In the records below, substitute "object detector" for every "lesion detector" and reproduce the records with everything else unchanged.

━━━ Input material ━━━

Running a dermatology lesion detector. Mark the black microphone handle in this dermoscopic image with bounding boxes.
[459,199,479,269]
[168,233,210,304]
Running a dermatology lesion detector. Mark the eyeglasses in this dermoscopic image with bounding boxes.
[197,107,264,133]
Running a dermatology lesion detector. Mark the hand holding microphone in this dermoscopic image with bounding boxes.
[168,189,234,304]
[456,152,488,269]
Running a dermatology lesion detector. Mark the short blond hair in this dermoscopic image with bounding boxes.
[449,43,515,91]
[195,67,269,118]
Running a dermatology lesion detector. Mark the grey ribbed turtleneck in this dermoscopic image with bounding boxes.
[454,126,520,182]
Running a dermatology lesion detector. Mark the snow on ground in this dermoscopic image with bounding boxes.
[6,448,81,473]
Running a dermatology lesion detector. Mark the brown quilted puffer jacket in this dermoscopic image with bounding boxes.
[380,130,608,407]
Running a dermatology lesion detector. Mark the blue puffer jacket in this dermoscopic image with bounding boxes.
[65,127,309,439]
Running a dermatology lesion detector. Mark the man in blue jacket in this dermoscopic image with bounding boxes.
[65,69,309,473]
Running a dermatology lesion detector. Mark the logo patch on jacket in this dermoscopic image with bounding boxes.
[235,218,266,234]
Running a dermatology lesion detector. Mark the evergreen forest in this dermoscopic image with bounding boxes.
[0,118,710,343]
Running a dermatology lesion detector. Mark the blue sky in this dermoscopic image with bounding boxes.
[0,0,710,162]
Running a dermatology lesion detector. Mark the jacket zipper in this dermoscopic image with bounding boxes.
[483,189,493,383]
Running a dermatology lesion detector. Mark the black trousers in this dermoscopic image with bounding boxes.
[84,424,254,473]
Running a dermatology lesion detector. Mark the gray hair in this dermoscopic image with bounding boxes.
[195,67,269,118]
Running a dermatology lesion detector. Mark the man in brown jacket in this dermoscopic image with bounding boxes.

━━━

# Solution to this problem:
Running a dermatology object detector. Mark the black microphone handle in this dermoscopic image with bounding boxes.
[459,199,479,269]
[168,233,210,304]
Running a dermatology object detector. Mark the eyeglasses in this dermoscopic image with bounding boxes.
[197,107,264,133]
Running a dermatology object detector. Mark the hand holding microphone in this dermoscopic image with bounding boxes.
[168,189,234,304]
[456,152,488,269]
Running a dermatology object detector. Mark the short blond hair in this dermoscopic image with bounding boxes.
[449,43,515,91]
[195,67,269,118]
Running a dermatology object detector. Mark the grey ribbed turtleneck in this dermoscopic image with bounding boxes.
[454,126,520,182]
Running a dermatology object detector. Mark the snow on ground in this dermoscopic image with bounding boxes.
[6,448,81,473]
Running a dermatology object detector. Mark the brown quilted puffer jacket in this dermoscopic image with bounding boxes.
[380,130,608,407]
Running a dermatology object detector. Mark the blue puffer jacket in this dermoscopic image with bounding boxes.
[65,127,309,439]
Running a dermatology object detector. Mark the man in blue jacket in this dermoscopic image with bounding boxes.
[65,69,309,473]
Running a dermatology object detector. Mark the logo patch on jacket in this dermoscopic image with bounding boxes.
[235,218,266,234]
Running a dermatology object detector. Mark the evergreen forest in this dermoscopic image with bounding boxes.
[0,118,710,343]
Running a dermatology object detector. Mark the blue sky in this dermoscopic image with bounding boxes.
[0,0,710,162]
Running a dermatology object detector. Mark the jacket zipper in this dermoscopic image with bounding boxes.
[483,189,493,383]
Running a dermatology object detector. Mark the black trousers in this dermoscopic image with bounding boxes.
[84,424,254,473]
Running a dermatology object detector. Mark the gray hair in this dermoscopic image with bounding boxes.
[195,67,269,118]
Running a dermatology object detector. Mark the man in brown jacket in this dermoscopic image with bounding boxes.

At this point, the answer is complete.